── Texte fourni

Le navire : Cargo à deux ponts de 410 pi de longueur et 6 219 tonneaux de jauge brute; construit en 1920 par Ames Shipbuilding & Dry Dock de Seatle (Washington). Premier nom : West Jester. Lorsqu'il a coulé, il appartenait à l'Atlantic Transportation Co. de Montréal et avait été affrété par la Canadian International Pulp and Paper Co., également de Montréal.

Coulé par le croiseur lourd Gneisenau le 22 février 1941 dans l'Atlantique, à 610 milles à l'est de Terre-Neuve. Deux morts.

Ce cargo classique a eu une histoire assez mouvementée. Baptisé West Jester, il fut renommé Oran (par la Oriental Navigation Atlantic transportation Co. de New York) puis San Anselmo, par un autre armateur américain. Il porta ce nom jusqu'à ce qu'il soit vendu à l'Atlantic Transportation Co. en 1940 et affrété par la Canadian International Pulp and Paper Co (CIP). De nombreux navires marchands ayant été coulés par l'ennemi, d'autres furent réquisitionnés, le A.D Huff parmi eux. Armé par un équipage en grande partie canadien, le U fit un ou deux transports, en convoi, vers la Grande-Bretagne. En décembre 1940, faisant route vers le Canada, il reçut deux bombes pendant une attaque aérienne; l'une arracha une des ailes de la passerelle et l'autre, fort heureusement, n'explosa pas. Il arriva à Halifax endommagé, mais ne fut réparé que rapidement aux chantiers maritimes, et la passerelle ne fut pas remplacée. Par contre, un canon de quatre pouces fut installé, si vieux que les munitions étaient couvertes de vert-de-gris, relate un marin.

────
── Bloc de données

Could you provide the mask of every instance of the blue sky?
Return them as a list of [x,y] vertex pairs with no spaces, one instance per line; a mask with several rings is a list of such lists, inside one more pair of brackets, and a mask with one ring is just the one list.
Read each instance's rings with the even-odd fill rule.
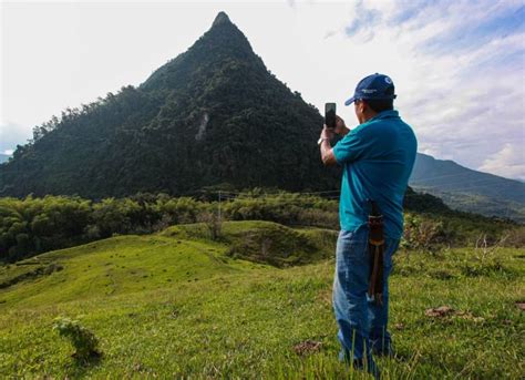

────

Dans le texte sur le cargo, recopiez mot pour mot le passage qui va de « Le navire : Cargo » à « Terre-Neuve. Deux morts. ».

Le navire : Cargo à deux ponts de 410 pi de longueur et 6 219 tonneaux de jauge brute; construit en 1920 par Ames Shipbuilding & Dry Dock de Seatle (Washington). Premier nom : West Jester. Lorsqu'il a coulé, il appartenait à l'Atlantic Transportation Co. de Montréal et avait été affrété par la Canadian International Pulp and Paper Co., également de Montréal.

Coulé par le croiseur lourd Gneisenau le 22 février 1941 dans l'Atlantique, à 610 milles à l'est de Terre-Neuve. Deux morts.